* GIVEN TASK: Please report how many lines in the items below contain the word "black". Give only the number.
begin ENTRIES SHOWN
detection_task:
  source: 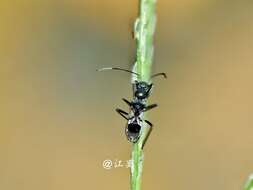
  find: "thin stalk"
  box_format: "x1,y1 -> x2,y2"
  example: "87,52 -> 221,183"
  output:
244,174 -> 253,190
131,0 -> 156,190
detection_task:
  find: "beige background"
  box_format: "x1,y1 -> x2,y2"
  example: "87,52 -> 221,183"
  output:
0,0 -> 253,190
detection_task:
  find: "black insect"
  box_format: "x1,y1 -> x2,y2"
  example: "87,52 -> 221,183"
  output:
116,99 -> 154,147
98,67 -> 167,147
98,67 -> 167,100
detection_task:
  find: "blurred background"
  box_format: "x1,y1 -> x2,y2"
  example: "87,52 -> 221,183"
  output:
0,0 -> 253,190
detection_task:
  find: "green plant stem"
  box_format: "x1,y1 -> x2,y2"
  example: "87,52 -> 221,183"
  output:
244,174 -> 253,190
131,0 -> 156,190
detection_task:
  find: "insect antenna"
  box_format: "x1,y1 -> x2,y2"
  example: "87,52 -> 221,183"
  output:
151,73 -> 167,78
97,67 -> 139,76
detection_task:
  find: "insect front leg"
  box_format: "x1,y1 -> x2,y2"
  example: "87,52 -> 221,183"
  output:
116,108 -> 128,120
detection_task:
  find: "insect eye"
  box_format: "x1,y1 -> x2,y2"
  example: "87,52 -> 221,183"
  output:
128,123 -> 141,133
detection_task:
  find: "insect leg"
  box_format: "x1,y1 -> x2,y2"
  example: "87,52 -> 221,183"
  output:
151,73 -> 167,78
116,108 -> 128,120
143,104 -> 158,111
141,120 -> 153,149
122,98 -> 132,107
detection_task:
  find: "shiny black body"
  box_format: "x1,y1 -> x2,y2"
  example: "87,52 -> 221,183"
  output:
98,67 -> 167,148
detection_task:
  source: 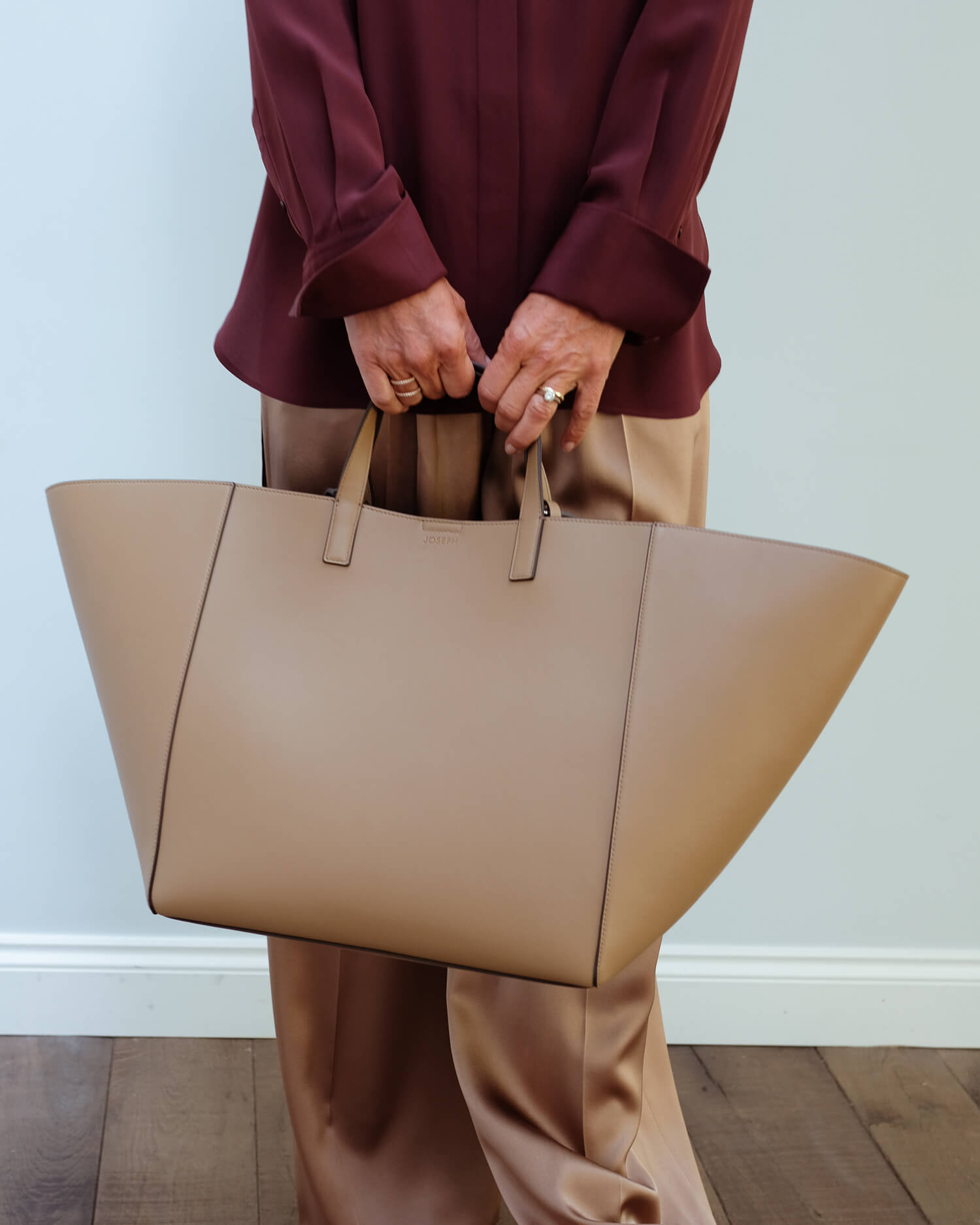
end ENTRIES SHOWN
* TASK RESPONSE: 2